*** Opening PASSAGE FOR REVIEW ***
The takeaway: A ratio drifting steadily lower as both metals rebound is a quietly constructive signal for retirement portfolios that hold real assets for purchasing-power preservation.

The Deal Room

M&A / Investments

  • Mastercard CEO Michael Miebach disclosed a planned acquisition of stablecoin infrastructure firm BVNK on Thursday's earnings call as part of the company's "agentic commerce" push, signaling a payments-network move into digital-asset rails.
  • Merck disclosed a pending acquisition of Terns Pharmaceuticals during its Q1 call, expected to generate a one-time $5.8 billion R&D charge and add Terns' lead asset to Merck's pipeline.

IPO / Listings

  • Collective Acquisition Corp. II closed a $220 million IPO on Nasdaq under ticker CAIIU, raising capital for a SPAC targeting national-security-related sectors.
*** Closing PASSAGE FOR REVIEW ***
*** Opening GIVEN ENTRIES ***
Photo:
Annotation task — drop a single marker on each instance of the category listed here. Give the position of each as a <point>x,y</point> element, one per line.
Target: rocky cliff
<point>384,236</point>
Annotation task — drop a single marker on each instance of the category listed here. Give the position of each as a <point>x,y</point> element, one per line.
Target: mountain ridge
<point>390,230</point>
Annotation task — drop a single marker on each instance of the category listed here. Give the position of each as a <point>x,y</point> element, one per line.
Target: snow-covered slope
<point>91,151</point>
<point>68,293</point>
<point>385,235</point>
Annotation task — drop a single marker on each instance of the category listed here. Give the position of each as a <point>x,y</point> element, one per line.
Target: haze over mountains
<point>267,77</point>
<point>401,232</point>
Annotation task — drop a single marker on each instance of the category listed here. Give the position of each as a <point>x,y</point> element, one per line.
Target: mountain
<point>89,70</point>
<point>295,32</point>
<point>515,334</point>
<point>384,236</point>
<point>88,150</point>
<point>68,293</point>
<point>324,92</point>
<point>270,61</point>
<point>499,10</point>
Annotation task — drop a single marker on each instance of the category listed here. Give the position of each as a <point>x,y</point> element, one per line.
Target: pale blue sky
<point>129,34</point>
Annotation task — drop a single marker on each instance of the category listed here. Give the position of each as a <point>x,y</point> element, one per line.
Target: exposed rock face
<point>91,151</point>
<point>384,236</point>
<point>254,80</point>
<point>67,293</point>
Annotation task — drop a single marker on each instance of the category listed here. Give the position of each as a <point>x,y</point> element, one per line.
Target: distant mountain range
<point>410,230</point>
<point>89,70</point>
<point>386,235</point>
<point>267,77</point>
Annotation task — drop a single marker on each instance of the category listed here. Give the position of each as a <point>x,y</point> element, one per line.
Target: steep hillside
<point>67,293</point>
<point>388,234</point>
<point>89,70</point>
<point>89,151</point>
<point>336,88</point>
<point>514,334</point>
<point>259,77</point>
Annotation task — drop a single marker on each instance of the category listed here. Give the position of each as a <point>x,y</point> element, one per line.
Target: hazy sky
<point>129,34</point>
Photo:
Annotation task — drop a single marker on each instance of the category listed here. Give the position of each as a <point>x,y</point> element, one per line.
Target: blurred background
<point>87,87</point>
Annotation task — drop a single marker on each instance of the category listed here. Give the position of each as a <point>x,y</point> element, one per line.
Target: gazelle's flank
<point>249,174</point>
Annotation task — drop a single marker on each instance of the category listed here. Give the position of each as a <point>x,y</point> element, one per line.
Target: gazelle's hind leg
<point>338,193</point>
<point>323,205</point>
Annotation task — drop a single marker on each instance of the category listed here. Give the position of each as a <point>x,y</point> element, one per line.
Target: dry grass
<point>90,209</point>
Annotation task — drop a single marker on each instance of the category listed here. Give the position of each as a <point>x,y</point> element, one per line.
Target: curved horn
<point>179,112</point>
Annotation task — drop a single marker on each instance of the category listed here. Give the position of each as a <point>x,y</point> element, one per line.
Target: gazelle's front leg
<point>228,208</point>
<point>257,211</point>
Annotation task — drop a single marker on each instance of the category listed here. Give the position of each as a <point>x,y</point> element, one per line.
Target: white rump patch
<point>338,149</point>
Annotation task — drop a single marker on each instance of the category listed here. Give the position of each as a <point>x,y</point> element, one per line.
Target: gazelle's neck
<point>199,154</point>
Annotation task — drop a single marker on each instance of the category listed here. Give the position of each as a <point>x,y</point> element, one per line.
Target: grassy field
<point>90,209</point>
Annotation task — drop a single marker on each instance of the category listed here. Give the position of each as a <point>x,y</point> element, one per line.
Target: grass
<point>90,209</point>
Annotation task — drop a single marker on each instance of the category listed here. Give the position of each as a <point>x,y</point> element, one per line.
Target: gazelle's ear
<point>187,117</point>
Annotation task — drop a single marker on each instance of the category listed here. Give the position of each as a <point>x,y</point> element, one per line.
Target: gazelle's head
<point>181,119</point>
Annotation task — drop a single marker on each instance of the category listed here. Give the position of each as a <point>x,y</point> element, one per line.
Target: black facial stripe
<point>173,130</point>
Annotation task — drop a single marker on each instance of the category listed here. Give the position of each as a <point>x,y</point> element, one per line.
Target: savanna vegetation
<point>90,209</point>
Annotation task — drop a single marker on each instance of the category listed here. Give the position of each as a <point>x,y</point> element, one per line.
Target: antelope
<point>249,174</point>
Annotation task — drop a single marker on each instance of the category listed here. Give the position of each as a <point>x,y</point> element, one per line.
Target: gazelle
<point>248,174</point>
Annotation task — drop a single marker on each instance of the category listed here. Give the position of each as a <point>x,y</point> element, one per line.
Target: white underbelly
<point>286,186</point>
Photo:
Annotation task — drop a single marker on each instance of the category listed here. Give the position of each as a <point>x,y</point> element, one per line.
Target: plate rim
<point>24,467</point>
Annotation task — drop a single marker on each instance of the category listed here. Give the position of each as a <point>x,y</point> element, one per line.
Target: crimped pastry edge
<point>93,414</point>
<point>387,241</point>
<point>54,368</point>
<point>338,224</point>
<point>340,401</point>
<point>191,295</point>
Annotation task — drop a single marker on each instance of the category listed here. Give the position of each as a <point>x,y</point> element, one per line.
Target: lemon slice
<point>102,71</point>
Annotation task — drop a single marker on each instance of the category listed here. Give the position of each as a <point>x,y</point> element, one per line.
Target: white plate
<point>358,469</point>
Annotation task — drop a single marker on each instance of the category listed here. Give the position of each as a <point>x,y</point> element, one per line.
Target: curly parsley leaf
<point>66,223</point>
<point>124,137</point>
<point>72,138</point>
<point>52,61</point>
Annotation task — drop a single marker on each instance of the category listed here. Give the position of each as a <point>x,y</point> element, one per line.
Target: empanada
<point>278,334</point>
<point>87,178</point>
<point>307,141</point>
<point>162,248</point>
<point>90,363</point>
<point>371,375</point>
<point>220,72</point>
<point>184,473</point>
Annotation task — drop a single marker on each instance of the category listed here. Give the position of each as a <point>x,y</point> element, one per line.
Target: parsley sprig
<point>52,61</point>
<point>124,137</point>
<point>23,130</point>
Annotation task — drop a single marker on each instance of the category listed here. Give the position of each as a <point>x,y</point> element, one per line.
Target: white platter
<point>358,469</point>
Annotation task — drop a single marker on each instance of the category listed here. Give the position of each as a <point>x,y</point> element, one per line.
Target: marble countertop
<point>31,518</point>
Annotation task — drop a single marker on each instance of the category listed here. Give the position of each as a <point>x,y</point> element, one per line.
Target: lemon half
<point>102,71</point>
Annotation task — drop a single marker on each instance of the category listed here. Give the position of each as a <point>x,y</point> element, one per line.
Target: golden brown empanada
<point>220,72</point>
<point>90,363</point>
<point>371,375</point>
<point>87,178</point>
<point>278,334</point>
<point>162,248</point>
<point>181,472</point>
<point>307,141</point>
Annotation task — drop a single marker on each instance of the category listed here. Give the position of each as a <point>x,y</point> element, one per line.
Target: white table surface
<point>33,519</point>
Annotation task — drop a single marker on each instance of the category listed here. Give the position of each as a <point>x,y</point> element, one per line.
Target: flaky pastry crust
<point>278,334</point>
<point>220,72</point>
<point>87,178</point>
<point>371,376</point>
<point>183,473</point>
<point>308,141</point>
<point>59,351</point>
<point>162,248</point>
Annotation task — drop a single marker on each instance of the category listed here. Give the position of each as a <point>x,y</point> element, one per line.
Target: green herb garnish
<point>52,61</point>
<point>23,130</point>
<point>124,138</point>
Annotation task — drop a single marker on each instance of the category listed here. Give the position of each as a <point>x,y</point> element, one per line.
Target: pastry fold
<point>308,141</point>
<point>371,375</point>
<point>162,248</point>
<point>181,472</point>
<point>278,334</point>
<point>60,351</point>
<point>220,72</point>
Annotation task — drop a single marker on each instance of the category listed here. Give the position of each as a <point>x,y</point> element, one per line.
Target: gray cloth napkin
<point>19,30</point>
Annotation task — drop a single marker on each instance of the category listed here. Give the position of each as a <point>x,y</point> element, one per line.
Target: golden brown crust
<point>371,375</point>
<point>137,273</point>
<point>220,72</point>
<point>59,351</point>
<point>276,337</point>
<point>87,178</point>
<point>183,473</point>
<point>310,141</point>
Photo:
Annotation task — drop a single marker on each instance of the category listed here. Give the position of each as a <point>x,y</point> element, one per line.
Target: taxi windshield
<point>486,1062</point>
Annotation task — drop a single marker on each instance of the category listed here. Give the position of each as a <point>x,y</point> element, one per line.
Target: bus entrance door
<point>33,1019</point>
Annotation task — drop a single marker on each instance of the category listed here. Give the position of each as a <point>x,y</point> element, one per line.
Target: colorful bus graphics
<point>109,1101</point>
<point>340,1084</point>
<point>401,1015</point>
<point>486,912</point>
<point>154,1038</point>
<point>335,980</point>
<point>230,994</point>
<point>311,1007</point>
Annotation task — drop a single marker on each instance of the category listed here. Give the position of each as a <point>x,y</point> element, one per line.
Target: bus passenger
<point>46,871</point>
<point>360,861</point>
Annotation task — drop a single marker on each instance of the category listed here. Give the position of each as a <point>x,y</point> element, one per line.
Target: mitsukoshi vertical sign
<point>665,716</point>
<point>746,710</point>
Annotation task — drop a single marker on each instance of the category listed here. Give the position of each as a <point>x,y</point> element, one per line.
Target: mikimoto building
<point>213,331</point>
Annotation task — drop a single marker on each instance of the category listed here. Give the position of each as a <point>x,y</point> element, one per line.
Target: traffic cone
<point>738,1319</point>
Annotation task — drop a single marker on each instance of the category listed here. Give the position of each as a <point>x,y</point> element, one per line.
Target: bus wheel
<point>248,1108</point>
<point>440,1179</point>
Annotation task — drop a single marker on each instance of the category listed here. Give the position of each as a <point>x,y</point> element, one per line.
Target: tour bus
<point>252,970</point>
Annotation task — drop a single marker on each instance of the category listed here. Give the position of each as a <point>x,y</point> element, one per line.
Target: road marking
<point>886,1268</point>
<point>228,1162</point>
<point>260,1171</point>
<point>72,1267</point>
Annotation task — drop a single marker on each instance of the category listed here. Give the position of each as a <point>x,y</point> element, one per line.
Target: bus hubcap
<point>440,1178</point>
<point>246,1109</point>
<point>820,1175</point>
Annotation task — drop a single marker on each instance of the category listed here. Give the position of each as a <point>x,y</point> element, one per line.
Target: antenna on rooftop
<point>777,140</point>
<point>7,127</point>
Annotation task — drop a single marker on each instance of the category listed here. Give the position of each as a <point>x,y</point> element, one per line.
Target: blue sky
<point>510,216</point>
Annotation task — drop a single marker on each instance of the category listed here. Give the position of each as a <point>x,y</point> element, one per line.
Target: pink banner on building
*** Closing GIVEN ENTRIES ***
PARTS OF THE EXERCISE:
a) Decide whether each statement agrees with the newsletter excerpt, answering yes or no and quoting the deciding words. (i) Merck expects a one-time R&D charge of $5.8 billion. (ii) Mastercard disclosed the BVNK acquisition on a Friday earnings call. (iii) Collective Acquisition Corp. II listed its IPO on the New York Stock Exchange.
b) Answer these questions from the newsletter excerpt:
(i) What ticker does Collective Acquisition Corp. II trade under?
(ii) What kind of firm is BVNK?
(iii) Which company disclosed a pending acquisition of Terns Pharmaceuticals?
c) Reproduce the newsletter excerpt from "The takeaway: A" up to and including "targeting national-security-related sectors.".

RESPONSE LIST:
a)
(i) Yes: "expected to generate a one-time $5.8 billion R&D charge"
(ii) No: "on Thursday's earnings call"
(iii) No: "closed a $220 million IPO on Nasdaq under ticker CAIIU"

b)
(i) CAIIU
(ii) A stablecoin infrastructure firm
(iii) Merck

c)
The takeaway: A ratio drifting steadily lower as both metals rebound is a quietly constructive signal for retirement portfolios that hold real assets for purchasing-power preservation.

The Deal Room

M&A / Investments

  • Mastercard CEO Michael Miebach disclosed a planned acquisition of stablecoin infrastructure firm BVNK on Thursday's earnings call as part of the company's "agentic commerce" push, signaling a payments-network move into digital-asset rails.
  • Merck disclosed a pending acquisition of Terns Pharmaceuticals during its Q1 call, expected to generate a one-time $5.8 billion R&D charge and add Terns' lead asset to Merck's pipeline.

IPO / Listings

  • Collective Acquisition Corp. II closed a $220 million IPO on Nasdaq under ticker CAIIU, raising capital for a SPAC targeting national-security-related sectors.